- [Instructions for the task] From the article below about Heather Whitestone McCallum and the 2020 Alabama Senate race, reproduce word for word the stretch from "She has authored" through "(D-AL) thus far.".

- [Supplied text]
Miss America 1995 Heather Whitestone McCallum will not be a candidate in Alabama’s 2020 U.S. Senate race.
She told Yellowhammer News on Wednesday evening that she has finalized her decision and will not run, saying the timing was not right for her.
“Alabama has given so much to me. It would definitely be an honor to give back to the people of my state,” Whitestone said in a statement to Yellowhammer News earlier this year. “That being said, it is something my husband John and I are praying about.”
Whitestone, a Dothan native, is also a former Miss Alabama. She made history as the first deaf Miss America, having fully lost her hearing when she was 18-months old. Whitestone underwent a cochlear implant surgery to partially restore her hearing in 2002.
She has authored multiple faith-centric books, including “Listening With My Heart,” “Believing The Promise,” “Let God Surprise You” and “Heavenly Crowns.” She is a graduate of Berry High School (now Hoover High School) and Jacksonville State University.
Whitestone, 46, has lived in Georgia for over two decades, having moved there after marrying her husband, John McCallum. She and John met when they were both serving as aides to then-U.S. House Speaker Newt Gingrich (R-GA). John ran unsuccessfully for Congress himself in 2014. She and her husband have three children.
Congressman Bradley Byrne (AL-01), former Auburn University head football coach Tommy Tuberville and State Rep. Arnold Mooney (R-Indian Springs) are the credible candidates who have formally announced Republican candidacies to unseat Senator Doug Jones (D-AL) thus far.
Unsuccessful 2017 Republican Senate nominee Roy Moore will announce Thursday at 2:00 p.m. in Montgomery whether he will join that field.

- [Recorded information]
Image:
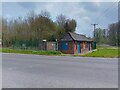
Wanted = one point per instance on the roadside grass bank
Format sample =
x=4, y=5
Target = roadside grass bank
x=6, y=50
x=103, y=51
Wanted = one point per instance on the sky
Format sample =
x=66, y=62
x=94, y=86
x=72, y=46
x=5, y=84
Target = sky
x=85, y=13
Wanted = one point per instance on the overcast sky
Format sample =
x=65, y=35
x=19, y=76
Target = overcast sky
x=85, y=13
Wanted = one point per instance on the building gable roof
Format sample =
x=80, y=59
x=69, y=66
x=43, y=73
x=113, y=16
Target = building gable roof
x=77, y=37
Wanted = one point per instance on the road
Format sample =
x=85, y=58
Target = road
x=34, y=71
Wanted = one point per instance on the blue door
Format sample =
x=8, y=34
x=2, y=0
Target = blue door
x=64, y=45
x=89, y=46
x=79, y=49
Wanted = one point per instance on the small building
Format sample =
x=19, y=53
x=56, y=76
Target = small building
x=73, y=43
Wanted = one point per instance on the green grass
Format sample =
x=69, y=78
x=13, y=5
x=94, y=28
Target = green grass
x=103, y=51
x=6, y=50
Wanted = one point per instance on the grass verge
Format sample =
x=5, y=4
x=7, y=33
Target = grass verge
x=107, y=52
x=30, y=52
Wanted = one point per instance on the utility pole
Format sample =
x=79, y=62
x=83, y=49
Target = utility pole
x=94, y=25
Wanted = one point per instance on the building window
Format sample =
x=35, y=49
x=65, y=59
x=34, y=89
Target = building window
x=65, y=46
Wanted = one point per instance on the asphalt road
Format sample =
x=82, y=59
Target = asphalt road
x=34, y=71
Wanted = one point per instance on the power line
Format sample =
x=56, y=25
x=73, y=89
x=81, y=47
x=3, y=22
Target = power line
x=105, y=12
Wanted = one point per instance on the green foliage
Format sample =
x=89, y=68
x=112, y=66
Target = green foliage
x=33, y=29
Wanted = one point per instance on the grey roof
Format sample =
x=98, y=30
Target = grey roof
x=77, y=37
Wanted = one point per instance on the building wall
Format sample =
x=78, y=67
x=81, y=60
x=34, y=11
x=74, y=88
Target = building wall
x=73, y=48
x=70, y=48
x=51, y=46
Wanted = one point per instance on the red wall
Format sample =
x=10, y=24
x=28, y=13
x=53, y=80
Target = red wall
x=70, y=49
x=73, y=49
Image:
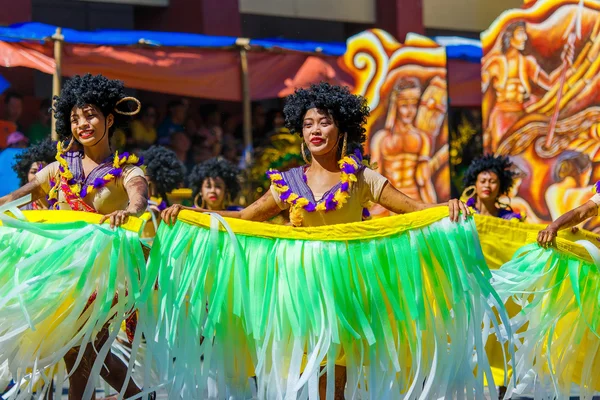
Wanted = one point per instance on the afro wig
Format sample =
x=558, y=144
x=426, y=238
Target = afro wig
x=500, y=165
x=164, y=169
x=215, y=168
x=44, y=151
x=349, y=111
x=78, y=91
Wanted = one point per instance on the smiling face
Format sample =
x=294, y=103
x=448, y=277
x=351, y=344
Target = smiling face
x=213, y=193
x=89, y=126
x=33, y=169
x=487, y=186
x=320, y=132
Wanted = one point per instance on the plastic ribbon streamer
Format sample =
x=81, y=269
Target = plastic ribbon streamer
x=400, y=302
x=49, y=269
x=559, y=325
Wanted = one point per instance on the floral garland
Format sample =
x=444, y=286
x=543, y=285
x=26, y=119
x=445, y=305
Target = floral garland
x=349, y=167
x=73, y=190
x=516, y=215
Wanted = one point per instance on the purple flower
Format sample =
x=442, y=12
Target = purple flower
x=310, y=207
x=348, y=168
x=162, y=206
x=330, y=203
x=98, y=183
x=285, y=195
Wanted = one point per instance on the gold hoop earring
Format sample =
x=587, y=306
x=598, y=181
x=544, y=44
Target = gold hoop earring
x=468, y=193
x=68, y=148
x=345, y=145
x=304, y=153
x=196, y=201
x=129, y=98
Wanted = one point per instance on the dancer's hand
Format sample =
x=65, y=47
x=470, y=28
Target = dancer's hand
x=546, y=237
x=169, y=215
x=116, y=218
x=457, y=207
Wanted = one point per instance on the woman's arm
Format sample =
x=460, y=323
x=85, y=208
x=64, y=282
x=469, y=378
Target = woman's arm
x=399, y=203
x=34, y=188
x=261, y=210
x=567, y=220
x=137, y=191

- [Response box]
She has authored multiple faith-centric books, including “Listening With My Heart,” “Believing The Promise,” “Let God Surprise You” and “Heavenly Crowns.” She is a graduate of Berry High School (now Hoover High School) and Jacksonville State University.
Whitestone, 46, has lived in Georgia for over two decades, having moved there after marrying her husband, John McCallum. She and John met when they were both serving as aides to then-U.S. House Speaker Newt Gingrich (R-GA). John ran unsuccessfully for Congress himself in 2014. She and her husband have three children.
Congressman Bradley Byrne (AL-01), former Auburn University head football coach Tommy Tuberville and State Rep. Arnold Mooney (R-Indian Springs) are the credible candidates who have formally announced Republican candidacies to unseat Senator Doug Jones (D-AL) thus far.